COSA FARE: Riscrivi per intero e senza cambiare nulla il testo qui sotto sui migranti e la solidarietà europea.

TESTO DI PARTENZA:
====================

Lo stesso vale sui migranti. Anche qui, le parole svelano la scarsa sostanza. L’Italia può “continuare a contare sulla solidarietà europea” sul fronte della crisi dei migranti,ha dettoJuncker durante l’incontro bilaterale. Continuare? Ma è davvero cominciata questa solidarietà se non con formule esoteriche? Donald Tusk a conclusione del consiglio, ha aggiunto che “i leader hanno concordato di coordinarsi meglio nelle prossime settimane per aiutare l’Italia”. Meglio? Non sembra che ci sia stato tanto coordinamento finora. Ma soprattutto resta una divisione di fondo su come gestire questo grande esodo. I paesi dell’Europa centro-orientale non hanno cambiato linea, né si sono ammorbiditi, ciò aumenta la pressione sull’Italia visto che la rotta balcanica è bloccata. In mancanza di una vera politica comune e di misure concrete, il coordinamento sarebbe il minimo sindacale. Dove stanno dunque le novità concrete?

====================

DATI MOSTRATI:
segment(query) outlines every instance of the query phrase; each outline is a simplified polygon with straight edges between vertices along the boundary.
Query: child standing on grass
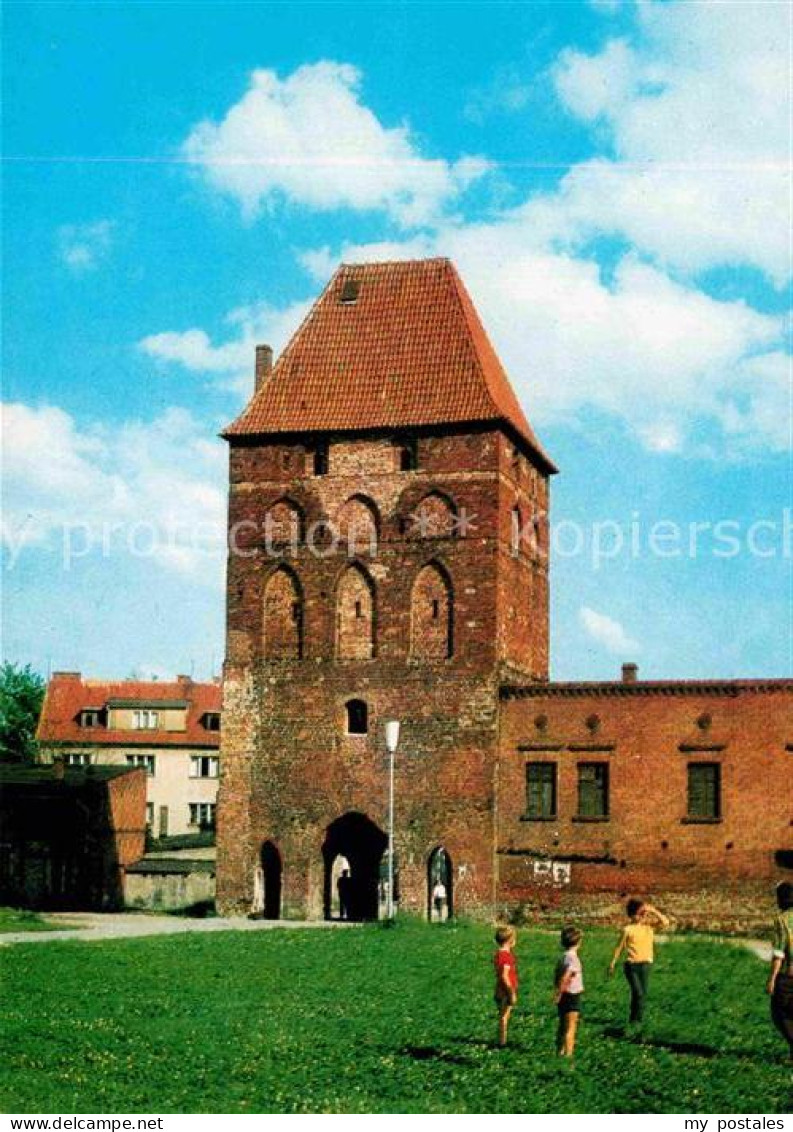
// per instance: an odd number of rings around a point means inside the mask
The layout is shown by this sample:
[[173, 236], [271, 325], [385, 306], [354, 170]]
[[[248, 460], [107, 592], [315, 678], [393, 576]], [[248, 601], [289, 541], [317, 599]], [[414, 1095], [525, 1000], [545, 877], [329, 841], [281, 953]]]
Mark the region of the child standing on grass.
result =
[[626, 952], [624, 972], [630, 987], [629, 1026], [640, 1026], [644, 1019], [645, 1000], [649, 989], [649, 975], [653, 970], [653, 945], [655, 932], [653, 925], [669, 927], [670, 921], [657, 908], [644, 900], [629, 900], [626, 906], [628, 924], [622, 928], [622, 935], [617, 944], [609, 975], [614, 974], [617, 961]]
[[495, 1005], [499, 1009], [499, 1046], [507, 1045], [507, 1028], [512, 1006], [518, 1001], [518, 964], [512, 953], [517, 940], [514, 927], [500, 927], [495, 933], [499, 950], [493, 955], [495, 968]]
[[584, 994], [584, 968], [578, 957], [583, 938], [584, 934], [577, 927], [562, 928], [560, 940], [564, 954], [557, 963], [554, 994], [559, 1012], [557, 1053], [560, 1057], [572, 1057], [576, 1048], [576, 1031], [581, 1017]]

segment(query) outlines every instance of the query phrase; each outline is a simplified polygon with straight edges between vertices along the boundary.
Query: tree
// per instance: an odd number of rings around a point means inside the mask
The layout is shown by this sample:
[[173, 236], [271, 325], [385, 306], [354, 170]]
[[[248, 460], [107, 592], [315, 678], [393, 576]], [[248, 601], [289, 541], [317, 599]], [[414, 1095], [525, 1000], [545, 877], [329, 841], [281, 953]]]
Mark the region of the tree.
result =
[[36, 724], [44, 702], [44, 680], [29, 664], [0, 666], [0, 760], [32, 763]]

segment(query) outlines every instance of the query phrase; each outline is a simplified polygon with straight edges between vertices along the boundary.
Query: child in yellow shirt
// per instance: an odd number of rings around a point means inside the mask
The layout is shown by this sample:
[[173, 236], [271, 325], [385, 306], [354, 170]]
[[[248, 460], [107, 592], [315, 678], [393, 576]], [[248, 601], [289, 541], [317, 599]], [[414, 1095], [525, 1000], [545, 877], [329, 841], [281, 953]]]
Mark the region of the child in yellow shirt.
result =
[[614, 974], [617, 961], [624, 951], [624, 972], [630, 987], [630, 1024], [639, 1026], [644, 1019], [645, 1000], [649, 989], [649, 975], [653, 970], [653, 944], [655, 932], [653, 925], [666, 928], [669, 919], [657, 908], [644, 900], [629, 900], [626, 906], [628, 924], [622, 928], [619, 943], [609, 966], [609, 975]]

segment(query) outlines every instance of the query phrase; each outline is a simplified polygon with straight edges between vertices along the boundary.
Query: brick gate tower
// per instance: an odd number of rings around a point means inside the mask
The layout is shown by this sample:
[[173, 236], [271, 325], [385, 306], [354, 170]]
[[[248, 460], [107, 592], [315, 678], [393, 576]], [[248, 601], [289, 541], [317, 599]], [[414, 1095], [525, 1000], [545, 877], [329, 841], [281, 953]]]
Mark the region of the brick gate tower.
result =
[[231, 446], [218, 902], [373, 918], [495, 900], [498, 704], [548, 679], [555, 470], [452, 265], [347, 265]]

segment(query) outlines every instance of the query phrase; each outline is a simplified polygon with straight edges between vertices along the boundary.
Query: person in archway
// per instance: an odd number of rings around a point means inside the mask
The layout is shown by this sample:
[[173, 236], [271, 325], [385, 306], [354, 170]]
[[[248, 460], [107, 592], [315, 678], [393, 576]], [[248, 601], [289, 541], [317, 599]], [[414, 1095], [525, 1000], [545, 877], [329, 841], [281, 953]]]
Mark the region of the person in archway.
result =
[[348, 868], [342, 869], [342, 875], [336, 882], [336, 891], [338, 892], [338, 917], [339, 919], [350, 919], [351, 902], [353, 894], [353, 878], [350, 875]]
[[432, 889], [432, 917], [439, 923], [447, 919], [447, 900], [446, 885], [438, 877]]
[[766, 990], [772, 1000], [772, 1020], [787, 1043], [793, 1062], [793, 884], [783, 881], [776, 886], [779, 915], [774, 921], [772, 971]]

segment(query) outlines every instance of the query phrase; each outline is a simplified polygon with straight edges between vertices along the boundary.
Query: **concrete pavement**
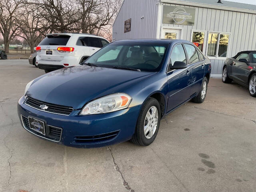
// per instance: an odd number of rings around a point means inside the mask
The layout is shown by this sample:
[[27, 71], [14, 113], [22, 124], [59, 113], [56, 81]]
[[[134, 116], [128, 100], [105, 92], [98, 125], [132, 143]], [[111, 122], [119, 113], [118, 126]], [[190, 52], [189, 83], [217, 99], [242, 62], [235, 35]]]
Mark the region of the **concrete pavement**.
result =
[[211, 78], [205, 102], [166, 116], [148, 146], [78, 149], [21, 127], [18, 100], [44, 71], [27, 60], [0, 66], [0, 191], [255, 191], [256, 98], [239, 85]]

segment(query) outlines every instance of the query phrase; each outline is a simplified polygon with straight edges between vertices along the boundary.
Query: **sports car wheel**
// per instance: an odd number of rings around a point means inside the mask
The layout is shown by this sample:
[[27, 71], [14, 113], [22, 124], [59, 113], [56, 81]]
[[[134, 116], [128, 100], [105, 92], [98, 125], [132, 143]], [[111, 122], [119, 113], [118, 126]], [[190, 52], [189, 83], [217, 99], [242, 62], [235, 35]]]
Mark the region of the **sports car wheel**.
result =
[[142, 146], [151, 144], [158, 131], [160, 112], [160, 105], [157, 100], [151, 98], [148, 99], [142, 107], [131, 141]]
[[222, 82], [225, 83], [229, 83], [232, 81], [232, 80], [228, 77], [228, 68], [225, 66], [222, 71]]
[[253, 74], [249, 82], [249, 92], [253, 97], [256, 97], [256, 74]]

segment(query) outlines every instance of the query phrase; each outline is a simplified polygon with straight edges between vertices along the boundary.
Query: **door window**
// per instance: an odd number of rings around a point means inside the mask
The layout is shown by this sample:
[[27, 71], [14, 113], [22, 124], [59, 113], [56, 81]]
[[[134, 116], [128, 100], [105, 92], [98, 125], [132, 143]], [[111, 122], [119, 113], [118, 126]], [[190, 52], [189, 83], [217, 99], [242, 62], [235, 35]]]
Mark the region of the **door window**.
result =
[[[169, 65], [173, 65], [176, 61], [182, 61], [187, 63], [186, 58], [186, 54], [183, 47], [181, 44], [178, 44], [174, 46], [172, 51], [171, 60]], [[168, 67], [167, 72], [170, 71], [170, 65]]]
[[102, 47], [109, 43], [108, 41], [106, 41], [104, 39], [99, 39], [102, 45]]
[[78, 38], [76, 45], [80, 46], [88, 46], [88, 38], [87, 37], [80, 37]]
[[88, 37], [88, 38], [89, 46], [100, 48], [100, 44], [98, 38], [95, 37]]
[[197, 53], [198, 54], [198, 56], [199, 57], [199, 60], [203, 60], [204, 56], [199, 50], [197, 49]]
[[249, 55], [247, 53], [242, 53], [236, 58], [237, 60], [239, 60], [239, 59], [245, 59], [249, 62]]
[[189, 44], [184, 44], [184, 46], [188, 54], [188, 58], [189, 63], [190, 64], [199, 60], [198, 55], [195, 47]]

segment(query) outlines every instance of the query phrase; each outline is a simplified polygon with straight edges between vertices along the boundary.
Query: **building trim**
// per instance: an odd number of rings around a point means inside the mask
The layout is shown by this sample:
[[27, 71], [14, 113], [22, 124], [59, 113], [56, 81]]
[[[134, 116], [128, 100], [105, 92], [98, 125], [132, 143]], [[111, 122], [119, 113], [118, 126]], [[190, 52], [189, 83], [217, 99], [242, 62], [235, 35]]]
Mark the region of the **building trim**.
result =
[[237, 12], [242, 12], [244, 13], [252, 13], [256, 14], [256, 11], [249, 9], [239, 9], [234, 7], [225, 7], [217, 5], [210, 5], [200, 3], [195, 3], [194, 2], [188, 2], [180, 0], [160, 0], [162, 3], [171, 3], [173, 4], [178, 4], [182, 5], [188, 5], [194, 7], [203, 7], [204, 8], [210, 8], [214, 9], [219, 9], [227, 11], [236, 11]]

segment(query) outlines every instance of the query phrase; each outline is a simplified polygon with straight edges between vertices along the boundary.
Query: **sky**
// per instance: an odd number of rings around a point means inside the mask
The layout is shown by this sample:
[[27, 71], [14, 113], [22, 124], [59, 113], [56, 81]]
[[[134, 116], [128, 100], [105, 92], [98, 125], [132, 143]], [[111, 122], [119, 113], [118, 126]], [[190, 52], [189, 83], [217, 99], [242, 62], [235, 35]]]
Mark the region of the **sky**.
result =
[[223, 0], [227, 1], [232, 1], [233, 2], [237, 2], [238, 3], [247, 3], [247, 4], [251, 4], [252, 5], [256, 5], [256, 0]]

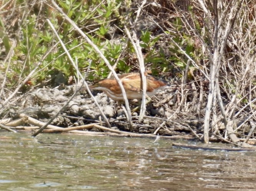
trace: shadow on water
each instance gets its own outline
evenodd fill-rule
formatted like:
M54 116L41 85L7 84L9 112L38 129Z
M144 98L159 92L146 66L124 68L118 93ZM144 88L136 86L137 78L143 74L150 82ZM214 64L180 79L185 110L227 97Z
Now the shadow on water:
M2 131L0 188L254 190L254 152L178 149L170 140L154 141L72 134L41 134L36 139Z

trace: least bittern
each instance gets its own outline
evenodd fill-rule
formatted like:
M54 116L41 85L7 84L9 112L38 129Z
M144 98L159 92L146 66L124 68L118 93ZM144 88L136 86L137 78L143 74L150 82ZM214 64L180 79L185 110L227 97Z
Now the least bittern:
M165 88L167 83L158 79L145 72L147 81L147 95L151 97L159 89ZM128 99L140 99L142 98L142 84L140 74L139 73L124 74L119 76L126 91ZM92 89L104 91L111 98L115 100L123 100L121 89L114 78L106 79L94 83L90 86Z

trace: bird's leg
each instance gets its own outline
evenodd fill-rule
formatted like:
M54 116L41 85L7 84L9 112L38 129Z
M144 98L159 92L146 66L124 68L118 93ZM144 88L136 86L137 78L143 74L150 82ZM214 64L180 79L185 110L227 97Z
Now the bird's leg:
M149 96L147 96L147 97L146 98L146 106L148 104L150 103L151 100L152 100L150 98L150 97ZM133 113L135 112L137 112L138 110L140 109L141 107L141 100L139 101L139 105L138 105L137 107L136 107L135 108L134 108L132 110L132 113Z

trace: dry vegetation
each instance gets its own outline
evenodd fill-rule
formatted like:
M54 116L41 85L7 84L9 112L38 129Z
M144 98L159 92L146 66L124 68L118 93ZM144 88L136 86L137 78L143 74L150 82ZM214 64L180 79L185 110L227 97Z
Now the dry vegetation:
M80 120L87 125L83 129L106 131L103 126L108 126L153 135L196 138L206 143L254 144L254 0L6 0L0 2L0 115L7 119L2 122L3 128L19 125L7 122L8 119L25 117L23 123L43 128L51 123L75 126ZM74 118L79 112L70 112L68 103L77 99L76 92L72 99L59 100L58 104L56 99L53 104L55 98L43 100L37 96L39 100L35 101L30 96L39 88L46 86L52 91L58 86L59 94L69 97L59 84L72 86L84 78L84 73L89 81L107 77L110 71L116 77L116 72L149 69L171 86L159 95L160 101L154 99L152 109L148 108L146 113L142 109L139 118L132 117L127 100L126 108L120 109L123 116L117 111L106 117L102 105L115 104L109 100L96 104L94 109L99 110L100 114L96 118L91 116L90 121L85 114L80 115L86 119ZM92 96L96 102L101 99L97 96ZM40 106L34 108L41 108L38 103L43 102L44 108L58 105L59 112L44 115L39 109L28 112L28 104L23 102L28 100L30 107ZM59 114L63 113L73 118L62 115L63 120L69 121L60 123ZM51 120L40 124L26 115Z

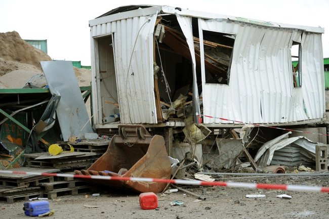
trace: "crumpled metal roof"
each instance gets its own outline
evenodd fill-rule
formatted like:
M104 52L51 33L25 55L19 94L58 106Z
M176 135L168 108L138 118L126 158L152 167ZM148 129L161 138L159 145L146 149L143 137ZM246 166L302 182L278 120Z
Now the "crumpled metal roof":
M146 8L150 8L152 7L155 7L156 6L154 5L129 5L126 6L122 6L120 7L116 8L115 9L112 9L111 11L106 12L106 13L101 15L100 16L97 17L96 18L100 18L102 17L107 16L108 15L113 15L114 14L117 14L121 12L125 12L129 11L135 10L140 8L145 9ZM96 19L95 18L95 19Z

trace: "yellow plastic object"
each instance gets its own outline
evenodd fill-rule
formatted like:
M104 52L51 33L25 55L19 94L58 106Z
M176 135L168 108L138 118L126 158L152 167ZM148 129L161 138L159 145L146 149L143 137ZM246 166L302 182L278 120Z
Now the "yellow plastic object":
M69 144L68 144L68 146L70 146L70 152L74 152L74 148L73 147L73 146Z
M63 151L63 148L58 144L53 144L48 148L48 152L52 155L57 155Z

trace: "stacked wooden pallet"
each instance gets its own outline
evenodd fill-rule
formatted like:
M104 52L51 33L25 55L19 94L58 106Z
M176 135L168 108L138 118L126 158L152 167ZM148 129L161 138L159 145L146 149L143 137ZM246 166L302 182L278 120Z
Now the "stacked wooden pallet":
M107 150L109 140L83 140L70 143L75 151L64 152L52 156L48 152L25 154L25 167L17 171L72 173L75 169L88 168ZM67 143L61 143L64 146ZM92 187L86 181L73 178L43 176L0 175L0 200L12 203L16 199L35 198L56 198L64 195L74 195L89 192Z
M56 172L58 169L20 167L15 169L16 171ZM0 200L8 203L14 200L42 197L43 196L40 184L54 182L53 177L35 176L30 174L0 173Z
M63 171L73 170L90 166L97 159L94 152L62 153L56 156L48 152L24 155L26 166L30 167L56 168Z
M96 153L98 157L104 154L107 149L110 141L107 139L84 139L78 142L70 143L74 148L74 151ZM67 144L67 142L60 144Z

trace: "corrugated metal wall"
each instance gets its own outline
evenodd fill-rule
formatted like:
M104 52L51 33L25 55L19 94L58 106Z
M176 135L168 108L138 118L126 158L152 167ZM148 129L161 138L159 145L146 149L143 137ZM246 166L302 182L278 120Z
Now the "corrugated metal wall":
M92 36L113 33L122 123L156 123L153 31L157 14L91 27Z
M303 33L303 85L294 88L287 48L293 40L301 41L301 31L223 19L200 19L199 28L200 41L202 29L236 34L229 84L205 83L202 69L204 115L263 123L322 118L323 71L316 61L322 59L320 33ZM204 118L204 123L220 122L231 123Z

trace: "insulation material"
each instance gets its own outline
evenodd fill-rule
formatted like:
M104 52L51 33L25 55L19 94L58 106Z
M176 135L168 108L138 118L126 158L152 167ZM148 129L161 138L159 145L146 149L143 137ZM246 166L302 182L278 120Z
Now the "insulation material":
M261 166L315 165L315 145L319 143L312 142L303 136L289 138L291 133L289 132L263 145L254 158L257 164Z

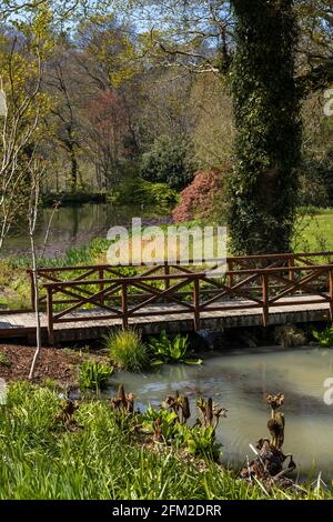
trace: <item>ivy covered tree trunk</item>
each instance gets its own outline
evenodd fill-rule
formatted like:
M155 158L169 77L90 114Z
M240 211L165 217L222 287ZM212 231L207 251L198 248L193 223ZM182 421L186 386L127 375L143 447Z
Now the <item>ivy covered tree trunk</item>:
M236 253L291 249L300 158L293 0L233 0L236 126L229 227Z

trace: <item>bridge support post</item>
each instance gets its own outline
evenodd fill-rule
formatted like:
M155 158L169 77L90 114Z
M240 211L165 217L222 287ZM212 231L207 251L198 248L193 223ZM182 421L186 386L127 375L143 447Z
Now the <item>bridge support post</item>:
M262 322L266 327L269 323L269 275L262 275Z
M122 329L125 330L129 327L129 304L128 304L127 283L122 283L121 285L121 310L122 310Z
M330 278L330 318L333 321L333 269L329 272Z
M27 270L27 273L30 279L30 300L31 300L31 310L36 312L36 288L32 270Z
M99 279L100 280L104 279L104 269L102 269L102 268L99 268ZM102 292L103 290L104 290L104 283L101 283L100 284L100 292ZM103 305L104 304L104 295L103 294L101 295L100 301L101 301L101 304Z
M200 330L200 281L194 279L193 287L193 304L194 304L194 330L199 332Z
M48 299L47 299L47 314L48 314L48 334L49 334L49 344L54 344L54 328L53 328L53 290L47 288Z

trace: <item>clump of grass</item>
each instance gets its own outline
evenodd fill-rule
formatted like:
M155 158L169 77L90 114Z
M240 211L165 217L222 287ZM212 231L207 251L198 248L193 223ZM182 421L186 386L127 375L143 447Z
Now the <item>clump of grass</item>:
M332 499L333 488L268 492L208 461L180 460L172 449L133 443L108 402L82 402L80 430L57 430L58 394L27 382L8 387L0 408L0 499L46 500L259 500ZM132 435L133 436L133 435Z
M80 388L103 390L113 372L114 368L108 363L87 360L79 367Z
M7 354L3 352L0 352L0 367L6 367L6 368L11 367L11 361L8 359Z
M129 372L141 372L149 365L147 347L135 330L119 330L105 337L105 347L112 360Z
M189 358L189 339L178 334L174 339L169 339L165 330L159 338L149 339L149 352L151 363L154 367L168 363L179 364L202 364L201 359Z

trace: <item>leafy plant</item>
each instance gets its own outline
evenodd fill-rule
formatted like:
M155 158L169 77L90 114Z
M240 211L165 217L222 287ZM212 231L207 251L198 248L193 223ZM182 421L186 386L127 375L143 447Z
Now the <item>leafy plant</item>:
M159 338L150 338L148 348L151 352L151 363L153 365L168 363L201 364L201 359L188 359L189 340L188 337L178 334L170 340L162 330Z
M108 381L114 368L98 361L84 361L79 368L79 383L81 389L102 390L107 388Z
M322 332L317 330L312 331L312 335L316 341L319 341L322 348L332 348L333 347L333 324L325 328Z
M215 430L213 426L202 428L194 425L178 426L179 442L188 448L191 455L208 456L218 460L221 455L222 444L215 441Z
M160 442L171 441L176 432L178 416L173 411L160 410L157 411L150 406L142 418L142 430L148 433L153 433L154 440Z
M0 352L0 367L6 367L6 368L11 367L11 361L8 359L7 354L3 352Z
M135 330L119 330L105 337L112 360L129 372L141 372L149 364L147 347Z

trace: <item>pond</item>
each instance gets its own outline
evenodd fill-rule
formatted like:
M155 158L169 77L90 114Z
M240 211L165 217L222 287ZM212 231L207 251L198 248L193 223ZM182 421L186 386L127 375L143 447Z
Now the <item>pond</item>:
M324 476L333 471L333 405L324 403L325 379L333 378L333 351L316 348L232 349L208 354L204 364L165 365L143 375L120 373L118 383L135 394L135 403L158 405L175 390L191 401L212 396L229 410L220 420L218 440L225 463L242 464L254 454L249 444L269 436L266 392L285 394L284 452L292 453L302 476L316 463ZM118 384L117 383L117 384Z
M36 232L36 242L42 249L52 214L51 209L43 209ZM159 215L154 209L141 209L131 205L83 204L60 207L53 214L46 255L59 255L70 247L87 244L91 239L105 238L110 227L129 225L132 218L142 218L144 224L155 224L169 220L169 215ZM6 239L1 255L29 253L27 230L18 227Z

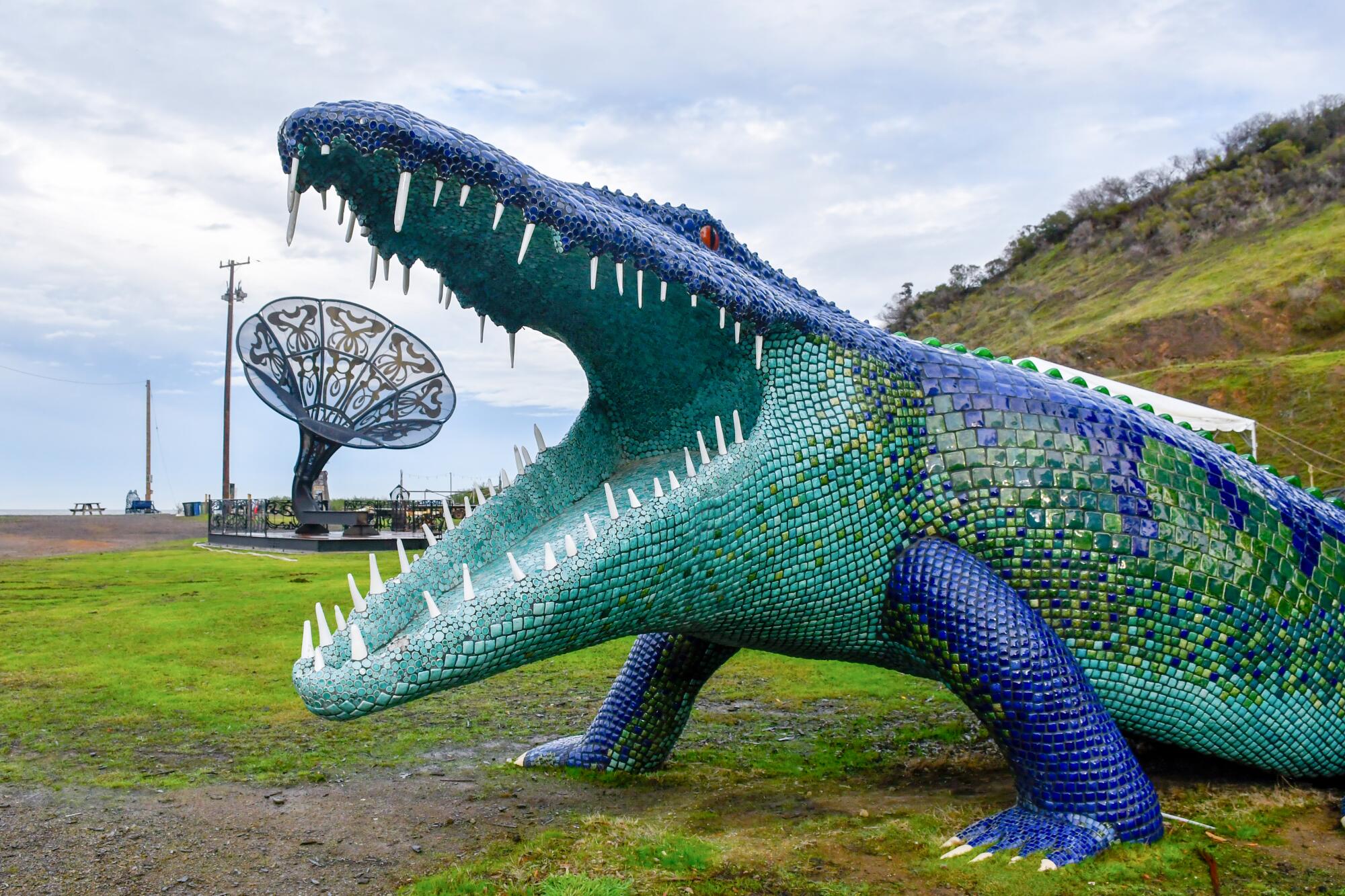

====================

RISPOSTA SCRITTA:
Lo stesso vale sui migranti. Anche qui, le parole svelano la scarsa sostanza. L’Italia può “continuare a contare sulla solidarietà europea” sul fronte della crisi dei migranti,ha dettoJuncker durante l’incontro bilaterale. Continuare? Ma è davvero cominciata questa solidarietà se non con formule esoteriche? Donald Tusk a conclusione del consiglio, ha aggiunto che “i leader hanno concordato di coordinarsi meglio nelle prossime settimane per aiutare l’Italia”. Meglio? Non sembra che ci sia stato tanto coordinamento finora. Ma soprattutto resta una divisione di fondo su come gestire questo grande esodo. I paesi dell’Europa centro-orientale non hanno cambiato linea, né si sono ammorbiditi, ciò aumenta la pressione sull’Italia visto che la rotta balcanica è bloccata. In mancanza di una vera politica comune e di misure concrete, il coordinamento sarebbe il minimo sindacale. Dove stanno dunque le novità concrete?